- **TEXTBLOCK**:

* * *

Moog fertigte Anfang der 1960er-Jahre neben Thereminen auch Gitarrenverstärker und arbeitete mit Walter Sears zusammen, einem Musiker, Geschäftsmann und Pornofilmproduzenten, der auch Tubas herstellte. Diese vielseitige Persönlichkeit lud ihn zu einer kleinen Musikmesse ein, wo Moog den Komponisten Herb Deutsch traf und eine fruchtbare Freundschaft ihren Anfang nahm. Deutsch besuchte Moog oft in seiner kleinen Werkstatt in Trumansburg und war beeindruckt von Moogs Experimenten mit zwei spannungsgesteuerten Oszillatoren, die sich gegenseitig modulierten und ziemlich kranke Sounds generierten.

Irgendwann im Sommer 1964 meinte der Komponist zum Tüftler: »Es wäre toll, wenn man den Sound mit einem Tastendruck kontrollieren könnte.« Moog meinte trocken: »Geht klar, geh in den Drugstore und besorg mir einen Klingelknopf.« Herb Deutsch lief los, investierte 35 Cents und kehrte zur Werkstatt zurück. Moog brachte zwei Schalter für Envelope und Trigger an dem Klingelknopf an, und der moderne Synthesizer war mehr oder weniger geboren.

* * *

- **ANGEZEIGTE DATEN**:
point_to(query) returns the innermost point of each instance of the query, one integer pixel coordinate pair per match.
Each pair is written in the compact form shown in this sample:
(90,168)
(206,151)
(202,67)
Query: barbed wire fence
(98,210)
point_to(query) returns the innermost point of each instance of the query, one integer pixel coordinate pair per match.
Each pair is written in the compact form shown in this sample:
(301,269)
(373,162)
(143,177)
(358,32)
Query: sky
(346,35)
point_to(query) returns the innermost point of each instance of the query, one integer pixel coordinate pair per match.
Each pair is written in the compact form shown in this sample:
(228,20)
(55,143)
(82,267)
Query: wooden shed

* * *

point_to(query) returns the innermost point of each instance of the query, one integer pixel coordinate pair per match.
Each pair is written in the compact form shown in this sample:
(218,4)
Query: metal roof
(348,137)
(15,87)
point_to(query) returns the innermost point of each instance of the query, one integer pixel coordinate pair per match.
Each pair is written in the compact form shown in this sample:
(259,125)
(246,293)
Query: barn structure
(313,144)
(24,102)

* * *

- **ANWEISUNGEN**:
1. Schreiben Sie aus dem Text über Moog die Passage von „Moog fertigte Anfang“ bis „kranke Sounds generierten.“ wortgetreu ab.
2. Fassen Sie den Absatz des Textes über Moog, der mit „Irgendwann im Sommer 1964“ beginnt, als knappe Stichpunktliste zusammen.

- **ANTWORTEN**:
1.
Moog fertigte Anfang der 1960er-Jahre neben Thereminen auch Gitarrenverstärker und arbeitete mit Walter Sears zusammen, einem Musiker, Geschäftsmann und Pornofilmproduzenten, der auch Tubas herstellte. Diese vielseitige Persönlichkeit lud ihn zu einer kleinen Musikmesse ein, wo Moog den Komponisten Herb Deutsch traf und eine fruchtbare Freundschaft ihren Anfang nahm. Deutsch besuchte Moog oft in seiner kleinen Werkstatt in Trumansburg und war beeindruckt von Moogs Experimenten mit zwei spannungsgesteuerten Oszillatoren, die sich gegenseitig modulierten und ziemlich kranke Sounds generierten.

2.
- Sommer 1964: Herb Deutsch regt an, den Sound per Tastendruck zu steuern.
- Moog schickt ihn in den Drugstore, um einen Klingelknopf zu besorgen.
- Deutsch kauft den Knopf für 35 Cents und bringt ihn zur Werkstatt.
- Moog bringt am Klingelknopf zwei Schalter für Envelope und Trigger an.
- Damit ist der moderne Synthesizer mehr oder weniger geboren.